自転車なら逃げきれる?サイクリストがクマに出会ってしまったら…対策を伝授!

ヒルクライムやグラベルライド、MTBでのオフロードライドなど、山に入る機会も多いサイクリスト。頂上からの絶景や林道を駆け抜ける非日常感はたまりませんが、近年その楽しみの裏側に大きなリスクが潜んでいます。そう、クマです!

全国で増えているクマの目撃・被害は、もはやサイクリストにとっても他人事ではありません。もし走行中に遭遇してしまったらどうする? ロードバイクのスピードなら逃げ切れる? 遭わないためにはどうすべき?

というわけで、クマの専門家に「サイクリストのクマ対策」を伝授してもらいました。

クマってどんな動物?

本州と四国に生息するツキノワグマ。サイクリング中にバッタリ出会ってしまったら……?

サイクリストはクマとどう向き合うべきか。何を知っておき、どう行動すべきなのか。実践的なスキルを、その道のプロに教えてもらいましょう。

今回お話を伺ったのは、日本クマネットワーク東北地区代表委員の大西尚樹さん(森林総合研究所)。野生動物の生態を研究し長年クマに携わってきた専門家であり、ロードバイクやMTBに乗るサイクリストでもあります。

自転車乗り向けの取材ということでサイクルジャージ着用で臨んでくれた大西さん

── 大西さん、さっそくですが、日本のどの地域でもクマに出会う可能性ってあるんですか?

日本で出会うクマは2種類いて、北海道にだけ生息しているヒグマと、本州と四国に生息するツキノワグマです。日本全国ということではなくて、九州ではもう絶滅していますし、四国には30頭程度しかいません。ただ本州の中でクマがいないとされているのは千葉県だけ。東京にはいますよ。

**設問:**
サイクリストのクマ対策を扱った本文抜粋を、一字も変えずに全文そのまま返してください。

**提供資料:**
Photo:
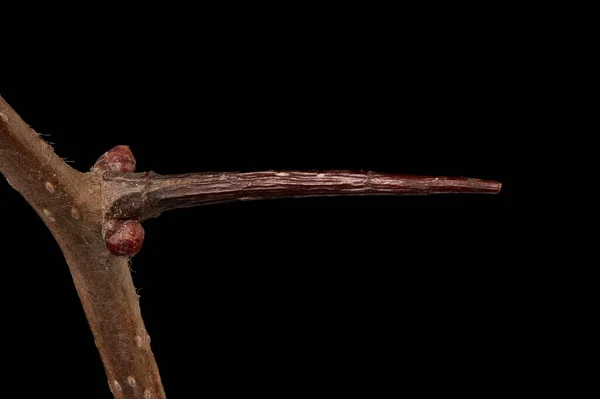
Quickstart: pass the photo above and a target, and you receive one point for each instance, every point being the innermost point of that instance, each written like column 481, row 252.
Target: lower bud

**解答:**
自転車なら逃げきれる?サイクリストがクマに出会ってしまったら…対策を伝授!

ヒルクライムやグラベルライド、MTBでのオフロードライドなど、山に入る機会も多いサイクリスト。頂上からの絶景や林道を駆け抜ける非日常感はたまりませんが、近年その楽しみの裏側に大きなリスクが潜んでいます。そう、クマです!

全国で増えているクマの目撃・被害は、もはやサイクリストにとっても他人事ではありません。もし走行中に遭遇してしまったらどうする? ロードバイクのスピードなら逃げ切れる? 遭わないためにはどうすべき?

というわけで、クマの専門家に「サイクリストのクマ対策」を伝授してもらいました。

クマってどんな動物?

本州と四国に生息するツキノワグマ。サイクリング中にバッタリ出会ってしまったら……?

サイクリストはクマとどう向き合うべきか。何を知っておき、どう行動すべきなのか。実践的なスキルを、その道のプロに教えてもらいましょう。

今回お話を伺ったのは、日本クマネットワーク東北地区代表委員の大西尚樹さん(森林総合研究所)。野生動物の生態を研究し長年クマに携わってきた専門家であり、ロードバイクやMTBに乗るサイクリストでもあります。

自転車乗り向けの取材ということでサイクルジャージ着用で臨んでくれた大西さん

── 大西さん、さっそくですが、日本のどの地域でもクマに出会う可能性ってあるんですか?

日本で出会うクマは2種類いて、北海道にだけ生息しているヒグマと、本州と四国に生息するツキノワグマです。日本全国ということではなくて、九州ではもう絶滅していますし、四国には30頭程度しかいません。ただ本州の中でクマがいないとされているのは千葉県だけ。東京にはいますよ。